[Extracted data entries]
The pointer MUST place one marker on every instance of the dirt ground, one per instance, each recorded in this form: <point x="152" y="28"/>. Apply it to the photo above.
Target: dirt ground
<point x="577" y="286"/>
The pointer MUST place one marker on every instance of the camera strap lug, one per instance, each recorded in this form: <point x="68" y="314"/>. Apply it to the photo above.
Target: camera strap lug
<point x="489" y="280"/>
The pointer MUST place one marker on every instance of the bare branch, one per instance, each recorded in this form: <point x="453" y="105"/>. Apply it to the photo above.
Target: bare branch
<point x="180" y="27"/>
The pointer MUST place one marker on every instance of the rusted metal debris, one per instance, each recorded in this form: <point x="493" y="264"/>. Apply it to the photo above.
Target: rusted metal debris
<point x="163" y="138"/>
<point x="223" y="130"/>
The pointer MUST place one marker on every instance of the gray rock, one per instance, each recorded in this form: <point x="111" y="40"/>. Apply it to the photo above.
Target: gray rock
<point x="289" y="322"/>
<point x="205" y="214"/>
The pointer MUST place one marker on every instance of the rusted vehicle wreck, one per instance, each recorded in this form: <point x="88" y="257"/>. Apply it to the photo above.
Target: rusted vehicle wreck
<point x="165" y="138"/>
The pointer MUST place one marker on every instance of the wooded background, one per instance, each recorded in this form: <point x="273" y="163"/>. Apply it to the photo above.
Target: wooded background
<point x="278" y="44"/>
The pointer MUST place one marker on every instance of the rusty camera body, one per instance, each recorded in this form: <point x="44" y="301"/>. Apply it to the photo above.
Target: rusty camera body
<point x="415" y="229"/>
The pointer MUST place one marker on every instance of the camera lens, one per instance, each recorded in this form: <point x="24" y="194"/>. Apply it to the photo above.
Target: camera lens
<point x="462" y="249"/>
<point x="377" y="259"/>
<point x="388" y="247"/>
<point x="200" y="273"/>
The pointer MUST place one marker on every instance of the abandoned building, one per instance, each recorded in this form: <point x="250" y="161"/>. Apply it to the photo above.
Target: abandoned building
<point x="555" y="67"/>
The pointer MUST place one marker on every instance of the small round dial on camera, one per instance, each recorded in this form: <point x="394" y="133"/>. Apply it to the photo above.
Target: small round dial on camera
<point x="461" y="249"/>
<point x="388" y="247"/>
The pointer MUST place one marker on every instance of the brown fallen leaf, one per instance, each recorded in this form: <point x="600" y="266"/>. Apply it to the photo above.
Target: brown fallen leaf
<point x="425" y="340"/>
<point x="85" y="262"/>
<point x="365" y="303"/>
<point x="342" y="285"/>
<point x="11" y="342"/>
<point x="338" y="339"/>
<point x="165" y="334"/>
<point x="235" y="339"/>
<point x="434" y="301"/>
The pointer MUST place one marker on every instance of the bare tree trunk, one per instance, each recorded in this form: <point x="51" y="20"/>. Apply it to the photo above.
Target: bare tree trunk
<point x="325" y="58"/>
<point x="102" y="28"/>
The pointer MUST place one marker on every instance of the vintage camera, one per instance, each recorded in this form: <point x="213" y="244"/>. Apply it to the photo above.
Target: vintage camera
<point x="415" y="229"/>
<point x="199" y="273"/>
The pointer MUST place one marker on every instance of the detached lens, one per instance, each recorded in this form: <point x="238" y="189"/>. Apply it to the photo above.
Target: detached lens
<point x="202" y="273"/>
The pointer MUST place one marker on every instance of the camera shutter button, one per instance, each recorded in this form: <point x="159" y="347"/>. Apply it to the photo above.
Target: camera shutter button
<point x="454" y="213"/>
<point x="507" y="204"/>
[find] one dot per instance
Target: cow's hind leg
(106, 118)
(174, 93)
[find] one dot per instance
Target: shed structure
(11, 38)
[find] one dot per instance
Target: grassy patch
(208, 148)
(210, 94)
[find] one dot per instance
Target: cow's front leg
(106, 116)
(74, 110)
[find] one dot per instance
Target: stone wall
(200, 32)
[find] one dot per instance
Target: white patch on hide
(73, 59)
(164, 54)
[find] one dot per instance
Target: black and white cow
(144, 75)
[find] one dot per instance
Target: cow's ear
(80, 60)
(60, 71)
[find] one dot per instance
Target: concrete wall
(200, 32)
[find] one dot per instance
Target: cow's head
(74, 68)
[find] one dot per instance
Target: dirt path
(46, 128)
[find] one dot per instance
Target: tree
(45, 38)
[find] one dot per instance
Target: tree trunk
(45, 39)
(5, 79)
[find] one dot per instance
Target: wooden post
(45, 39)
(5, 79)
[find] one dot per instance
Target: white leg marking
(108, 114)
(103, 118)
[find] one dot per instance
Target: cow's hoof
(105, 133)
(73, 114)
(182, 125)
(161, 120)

TASK — The records above should all be quoted exactly, please.

RESPONSE TO THE EXERCISE —
The pointer MUST place one marker on every instance of the dirt ground, one per instance, each recorded in this form: <point x="152" y="28"/>. Apply it to the photo above.
Target: dirt ground
<point x="577" y="286"/>
The pointer MUST place one marker on every instance of the camera strap lug, one per instance, each recorded in this form: <point x="68" y="314"/>. Apply it to the photo above.
Target: camera strap lug
<point x="489" y="280"/>
The pointer MUST place one marker on every instance of the bare branch, one per instance, each recorded in this form: <point x="453" y="105"/>. Apply it to the photo above.
Target: bare branch
<point x="180" y="27"/>
The pointer MUST place one marker on every instance of the rusted metal debris, one per instance, each recorded in this form: <point x="493" y="264"/>. Apply it to the photo above.
Target: rusted metal debris
<point x="163" y="138"/>
<point x="223" y="130"/>
The pointer MUST place one marker on every instance of the gray rock, one per instance, each recorded in this form: <point x="111" y="40"/>. Apply it to the photo above.
Target: gray rock
<point x="289" y="322"/>
<point x="205" y="214"/>
The pointer MUST place one marker on every instance of the rusted vehicle wreck, one per instance, each recorded in this form: <point x="88" y="257"/>. Apply it to the photo above.
Target: rusted vehicle wreck
<point x="165" y="138"/>
The pointer MUST place one marker on every instance of the wooded background, one per instance, each recorded in this form: <point x="273" y="163"/>. Apply it to the photo above.
Target: wooded background
<point x="278" y="44"/>
The pointer MUST place one marker on every instance of the rusty camera body, one per instance, each recorded in this form: <point x="44" y="301"/>. Apply it to the photo above.
Target: rusty camera body
<point x="415" y="229"/>
The pointer MUST place one marker on every instance of the camera lens, one per instance, each recorded in this form: <point x="24" y="194"/>. Apply it to the photo above.
Target: camera lens
<point x="462" y="249"/>
<point x="377" y="259"/>
<point x="388" y="247"/>
<point x="200" y="273"/>
The pointer MUST place one marker on every instance of the abandoned building, one per instance, each recorded in this form: <point x="250" y="161"/>. Apply it to the photo above.
Target: abandoned building
<point x="555" y="67"/>
The pointer MUST place one marker on every instance of the small round dial on camera, one per instance, each recorded in this form: <point x="394" y="133"/>. Apply it to the photo above.
Target: small round dial on camera
<point x="461" y="249"/>
<point x="388" y="247"/>
The pointer MUST place one marker on every instance of the brown fallen leaf, one per instance, each recorded in this form: <point x="600" y="266"/>. Apply it to the photo above.
Target: brown fallen leaf
<point x="425" y="340"/>
<point x="85" y="262"/>
<point x="365" y="303"/>
<point x="342" y="285"/>
<point x="11" y="342"/>
<point x="338" y="339"/>
<point x="165" y="334"/>
<point x="235" y="339"/>
<point x="434" y="301"/>
The pointer MUST place one marker on every instance of the bare tree trunk, one per instance, each recorded in this form: <point x="51" y="20"/>. Apply it to the photo above.
Target: bare tree trunk
<point x="325" y="58"/>
<point x="102" y="28"/>
The pointer MUST place one marker on every instance of the vintage camera, one per instance, each recorded in this form: <point x="213" y="244"/>. Apply it to the photo above.
Target: vintage camera
<point x="415" y="229"/>
<point x="199" y="273"/>
The pointer MUST place one marker on every instance of the detached lens, one per instance, each recorded in this form: <point x="238" y="189"/>. Apply it to the photo above.
Target: detached lens
<point x="202" y="273"/>
The pointer MUST place one marker on every instance of the camera shutter button, one per instance, each recorded in this form: <point x="159" y="347"/>. Apply it to the photo above.
Target: camera shutter button
<point x="454" y="213"/>
<point x="507" y="204"/>
[find] one dot per instance
Target: cow's hind leg
(106, 118)
(174, 93)
[find] one dot per instance
Target: shed structure
(11, 38)
[find] one dot per instance
Target: grassy patch
(208, 148)
(210, 94)
[find] one dot per instance
Target: cow's front leg
(106, 116)
(74, 110)
[find] one dot per instance
Target: stone wall
(200, 32)
[find] one dot per instance
Target: white patch on hide
(73, 59)
(164, 54)
[find] one dot per instance
Target: black and white cow
(144, 75)
[find] one dot per instance
Target: cow's ear
(80, 60)
(60, 71)
[find] one dot per instance
Target: concrete wall
(200, 32)
[find] one dot per instance
Target: cow's head
(74, 68)
[find] one dot per instance
Target: dirt path
(46, 128)
[find] one dot per instance
Target: tree
(45, 38)
[find] one dot per instance
Target: tree trunk
(45, 39)
(5, 79)
[find] one dot per instance
Target: wooden post
(45, 39)
(5, 79)
[find] one dot per instance
Target: white leg marking
(108, 114)
(103, 118)
[find] one dot per instance
Target: cow's hoof
(105, 133)
(73, 114)
(182, 125)
(161, 120)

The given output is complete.